# TASK DIRECTIONS
Exclude images, then output the remaining data verbatim.

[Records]

▬▬▬

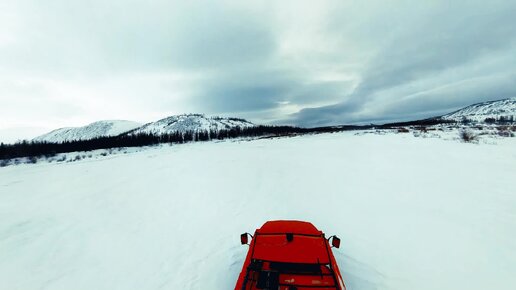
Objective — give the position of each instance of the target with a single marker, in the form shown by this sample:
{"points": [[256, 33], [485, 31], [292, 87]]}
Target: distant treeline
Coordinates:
{"points": [[48, 149], [42, 148]]}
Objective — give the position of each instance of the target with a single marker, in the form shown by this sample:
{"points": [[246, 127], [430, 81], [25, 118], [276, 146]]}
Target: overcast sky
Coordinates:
{"points": [[308, 63]]}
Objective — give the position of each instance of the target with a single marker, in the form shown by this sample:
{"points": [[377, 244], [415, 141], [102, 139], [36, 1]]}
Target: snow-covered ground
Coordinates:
{"points": [[412, 213]]}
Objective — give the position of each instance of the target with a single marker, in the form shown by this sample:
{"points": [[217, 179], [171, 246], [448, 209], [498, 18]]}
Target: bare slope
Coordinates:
{"points": [[93, 130], [191, 122], [479, 112]]}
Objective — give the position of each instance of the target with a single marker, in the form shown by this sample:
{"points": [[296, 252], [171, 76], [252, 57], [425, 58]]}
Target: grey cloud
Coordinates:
{"points": [[443, 39], [332, 61]]}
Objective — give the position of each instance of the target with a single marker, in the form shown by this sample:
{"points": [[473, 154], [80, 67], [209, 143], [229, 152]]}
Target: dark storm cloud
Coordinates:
{"points": [[298, 62], [449, 37]]}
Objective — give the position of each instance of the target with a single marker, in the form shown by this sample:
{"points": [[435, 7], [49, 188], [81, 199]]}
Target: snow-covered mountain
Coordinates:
{"points": [[191, 122], [93, 130], [482, 111]]}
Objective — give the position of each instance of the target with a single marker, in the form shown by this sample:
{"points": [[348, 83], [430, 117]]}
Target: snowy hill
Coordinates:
{"points": [[93, 130], [191, 122], [170, 217], [482, 111]]}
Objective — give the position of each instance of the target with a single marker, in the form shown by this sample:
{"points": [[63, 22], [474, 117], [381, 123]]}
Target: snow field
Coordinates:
{"points": [[412, 213]]}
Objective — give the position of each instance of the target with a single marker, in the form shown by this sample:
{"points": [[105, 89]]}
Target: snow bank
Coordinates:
{"points": [[412, 213]]}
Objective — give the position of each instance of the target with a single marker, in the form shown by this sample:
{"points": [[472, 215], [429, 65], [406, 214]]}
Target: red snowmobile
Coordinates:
{"points": [[289, 255]]}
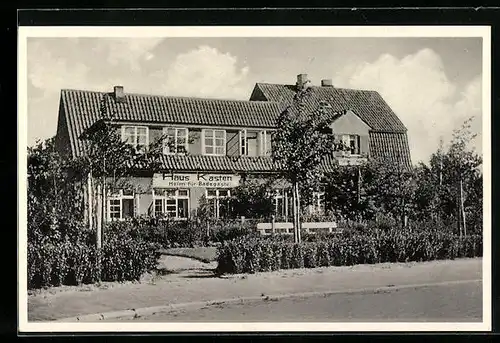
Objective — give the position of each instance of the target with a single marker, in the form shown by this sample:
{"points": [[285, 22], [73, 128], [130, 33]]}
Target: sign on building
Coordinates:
{"points": [[175, 180]]}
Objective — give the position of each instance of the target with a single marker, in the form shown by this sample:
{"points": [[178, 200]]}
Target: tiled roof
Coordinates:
{"points": [[390, 147], [388, 136], [225, 163], [82, 109], [368, 105]]}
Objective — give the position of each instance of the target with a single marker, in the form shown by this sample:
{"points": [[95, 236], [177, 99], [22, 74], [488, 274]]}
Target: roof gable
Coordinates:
{"points": [[349, 122], [83, 108], [368, 105]]}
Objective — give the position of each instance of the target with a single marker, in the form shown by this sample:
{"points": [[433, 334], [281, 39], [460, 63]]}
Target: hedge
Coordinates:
{"points": [[250, 255], [180, 233], [55, 263]]}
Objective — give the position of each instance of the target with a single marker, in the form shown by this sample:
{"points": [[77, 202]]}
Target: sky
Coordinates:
{"points": [[432, 84]]}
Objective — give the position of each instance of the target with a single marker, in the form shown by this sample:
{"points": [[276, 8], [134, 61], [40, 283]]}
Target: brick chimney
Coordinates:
{"points": [[326, 83], [302, 80], [119, 94]]}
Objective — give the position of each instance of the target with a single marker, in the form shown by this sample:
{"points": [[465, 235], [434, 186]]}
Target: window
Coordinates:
{"points": [[176, 140], [214, 142], [282, 203], [351, 143], [136, 136], [248, 143], [318, 203], [217, 201], [265, 143], [121, 205], [172, 203]]}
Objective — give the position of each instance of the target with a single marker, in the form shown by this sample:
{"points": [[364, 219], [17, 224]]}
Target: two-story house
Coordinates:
{"points": [[213, 144]]}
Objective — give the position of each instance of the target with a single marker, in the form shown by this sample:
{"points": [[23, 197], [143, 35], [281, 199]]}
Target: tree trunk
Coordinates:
{"points": [[459, 212], [90, 200], [462, 210], [99, 217], [298, 214], [296, 209]]}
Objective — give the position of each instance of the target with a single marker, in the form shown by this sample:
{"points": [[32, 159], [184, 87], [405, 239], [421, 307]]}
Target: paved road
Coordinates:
{"points": [[434, 303]]}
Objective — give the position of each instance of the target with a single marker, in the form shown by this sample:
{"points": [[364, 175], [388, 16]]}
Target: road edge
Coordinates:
{"points": [[135, 313]]}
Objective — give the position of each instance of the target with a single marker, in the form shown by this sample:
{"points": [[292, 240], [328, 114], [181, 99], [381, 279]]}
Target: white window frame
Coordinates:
{"points": [[346, 140], [243, 136], [135, 143], [318, 205], [264, 150], [119, 196], [161, 194], [217, 197], [166, 147], [214, 146], [281, 194], [244, 139]]}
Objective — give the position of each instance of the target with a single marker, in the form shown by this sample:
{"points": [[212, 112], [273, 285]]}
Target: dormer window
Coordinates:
{"points": [[214, 142], [136, 136], [176, 141], [352, 144]]}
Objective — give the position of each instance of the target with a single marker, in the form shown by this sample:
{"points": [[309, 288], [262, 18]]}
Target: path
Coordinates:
{"points": [[194, 281]]}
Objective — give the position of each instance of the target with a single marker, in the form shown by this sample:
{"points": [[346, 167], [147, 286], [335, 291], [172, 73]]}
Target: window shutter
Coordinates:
{"points": [[364, 145], [233, 143]]}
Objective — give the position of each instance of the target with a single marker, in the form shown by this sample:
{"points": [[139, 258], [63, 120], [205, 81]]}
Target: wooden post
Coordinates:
{"points": [[99, 217], [298, 214], [462, 210], [90, 201], [295, 217]]}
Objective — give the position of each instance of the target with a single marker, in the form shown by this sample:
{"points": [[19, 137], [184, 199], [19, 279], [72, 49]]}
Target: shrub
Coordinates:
{"points": [[66, 262], [388, 245]]}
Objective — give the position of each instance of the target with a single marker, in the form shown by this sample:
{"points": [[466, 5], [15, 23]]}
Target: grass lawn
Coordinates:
{"points": [[203, 254]]}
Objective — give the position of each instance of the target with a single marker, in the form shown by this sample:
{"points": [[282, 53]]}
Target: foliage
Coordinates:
{"points": [[302, 142], [55, 203], [55, 263], [252, 199], [250, 255], [180, 233]]}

▬▬▬

# FINAL RESULT
Objective — give the position of each instance of the target with a single marker, in the form shown by this sample:
{"points": [[256, 33], [485, 31], [292, 87]]}
Target: distant treeline
Coordinates:
{"points": [[48, 149], [42, 148]]}
Objective — give the position of each instance of the target with a single marker, in the form shown by this sample:
{"points": [[246, 127], [430, 81], [25, 118], [276, 146]]}
Target: overcast sky
Coordinates:
{"points": [[308, 63]]}
Objective — give the position of each instance of the target with a single marker, in the form shown by this sample:
{"points": [[377, 244], [415, 141], [102, 139], [36, 1]]}
Target: snow-covered ground
Coordinates:
{"points": [[412, 213]]}
Objective — give the position of each instance of the target with a single marker, in the form shown by this sample:
{"points": [[217, 179], [171, 246], [448, 209], [498, 18]]}
Target: bare slope
Coordinates:
{"points": [[93, 130], [191, 122], [479, 112]]}
Objective — give the position of each instance of the target with a single marker, in the form shown by this sample:
{"points": [[296, 252], [171, 76], [252, 57], [425, 58]]}
Target: grey cloud
Coordinates:
{"points": [[443, 39], [332, 61]]}
Objective — give the position of each instance of the target with a single marker, in the form shown by this sample:
{"points": [[473, 154], [80, 67], [209, 143], [229, 152]]}
Target: dark storm cloud
Coordinates:
{"points": [[298, 62], [449, 37]]}
Objective — give the position of each instance of the target with a single marker, in the form shown by this sample:
{"points": [[435, 7], [49, 188], [81, 199]]}
Target: snow-covered mountain
Coordinates:
{"points": [[191, 122], [93, 130], [482, 111]]}
Objective — give the position of each instance of the target with a single marker, in the form shown by this sample:
{"points": [[348, 83], [430, 117]]}
Target: snowy hill
Coordinates:
{"points": [[93, 130], [191, 122], [170, 217], [482, 111]]}
Objective — give the position of each instance of the target with a single marker, in the form shown by this sample:
{"points": [[63, 22], [474, 117], [381, 123]]}
Target: snow field
Coordinates:
{"points": [[412, 213]]}
Objective — give the position of each instance of the target with a single marker, in the form shown by this sample:
{"points": [[105, 89]]}
Target: snow bank
Coordinates:
{"points": [[412, 213]]}
Objective — give the position of each instance of the target with a single marker, in the form shown by this sample:
{"points": [[472, 215], [429, 65], [406, 214]]}
Target: red snowmobile
Coordinates:
{"points": [[289, 255]]}
Objective — give the position of each instance of the target with a single marker, in the form shown by this sample:
{"points": [[285, 22], [73, 128], [130, 33]]}
Target: sign on building
Coordinates:
{"points": [[175, 180]]}
Objective — give the position of each instance of the target with a single marker, in the form shown by this sample:
{"points": [[178, 200]]}
Target: tiled roof
Coordinates:
{"points": [[390, 147], [388, 136], [225, 163], [82, 109], [368, 105]]}
Objective — give the position of each instance of the target with a single marker, in the form shown by this sample:
{"points": [[95, 236], [177, 99], [22, 74], [488, 274]]}
Target: roof gable
Coordinates:
{"points": [[349, 122], [83, 108], [368, 105]]}
Objective — give the position of each instance of the target with a single marker, in the form shown by this sample:
{"points": [[433, 334], [281, 39], [460, 63]]}
Target: hedge
Coordinates:
{"points": [[250, 255], [180, 233], [55, 263]]}
Objective — give the position of each instance of the target with a single marker, in the form shown by this sample:
{"points": [[77, 202]]}
Target: sky
Coordinates:
{"points": [[432, 84]]}
Objective — give the position of each instance of the target with a single marker, in the form shown by this sample:
{"points": [[276, 8], [134, 61], [40, 283]]}
Target: brick chimney
Coordinates:
{"points": [[326, 83], [302, 80], [119, 94]]}
Objective — give the position of each instance of the target with a single marker, in the form shown by this sample:
{"points": [[465, 235], [434, 186]]}
Target: window
Coordinates:
{"points": [[176, 140], [214, 142], [282, 203], [351, 143], [136, 136], [248, 143], [318, 203], [217, 201], [265, 143], [121, 205], [172, 203]]}
Objective — give the position of each instance of the target with a single marker, in the form shown by this sample:
{"points": [[364, 219], [17, 224]]}
Target: two-story house
Coordinates:
{"points": [[213, 144]]}
Objective — give the position of each instance of the target with a single marker, in the form shown by this sample:
{"points": [[23, 197], [143, 35], [281, 199]]}
Target: tree trunk
Coordinates:
{"points": [[459, 212], [90, 200], [462, 210], [99, 217], [298, 214], [296, 209]]}
Objective — give the position of each instance of the target with a single marker, in the form shown by this sample:
{"points": [[32, 159], [184, 87], [405, 239], [421, 307]]}
Target: paved road
Coordinates:
{"points": [[434, 303]]}
Objective — give the position of each instance of the target with a single marker, in the form shown by this sample:
{"points": [[364, 175], [388, 16]]}
Target: road edge
Coordinates:
{"points": [[135, 313]]}
Objective — give the position of each instance of the target with a single marker, in the form shown by this sample:
{"points": [[292, 240], [328, 114], [181, 99], [381, 279]]}
Target: white window frame
Coordinates:
{"points": [[346, 140], [243, 136], [135, 143], [318, 205], [264, 150], [119, 196], [161, 194], [217, 197], [166, 147], [214, 146], [281, 194], [244, 139]]}
Objective — give the position of each instance of the target with a single marker, in the form shown by this sample:
{"points": [[212, 112], [273, 285]]}
Target: dormer window
Coordinates:
{"points": [[214, 142], [136, 136], [176, 141], [352, 144]]}
Objective — give the position of each instance of the target with a single marker, in the form shown by this sample:
{"points": [[309, 288], [262, 18]]}
Target: path
Coordinates:
{"points": [[194, 281]]}
Objective — give the position of each instance of the target with a single marker, in the form shown by this sample:
{"points": [[346, 167], [147, 286], [335, 291], [172, 73]]}
Target: window shutter
Coordinates:
{"points": [[364, 145], [233, 143]]}
Objective — give the position of each instance of the target with a single marker, in the form shown by this sample:
{"points": [[139, 258], [63, 120], [205, 81]]}
Target: wooden post
Coordinates:
{"points": [[99, 217], [298, 214], [462, 210], [90, 201], [295, 217]]}
Objective — give the position of each instance of the target with a single marker, in the form shown by this sample:
{"points": [[19, 137], [184, 199], [19, 279], [72, 49]]}
Target: shrub
Coordinates:
{"points": [[66, 262], [388, 245]]}
Objective — give the position of each instance of the target with a single marker, in the form shown by this sample:
{"points": [[466, 5], [15, 23]]}
Target: grass lawn
Coordinates:
{"points": [[203, 254]]}
Objective — give the position of each instance of the target with a single marker, in the form shown by this sample:
{"points": [[282, 53]]}
Target: foliage
Coordinates:
{"points": [[302, 142], [55, 203], [55, 263], [252, 199], [250, 255], [180, 233]]}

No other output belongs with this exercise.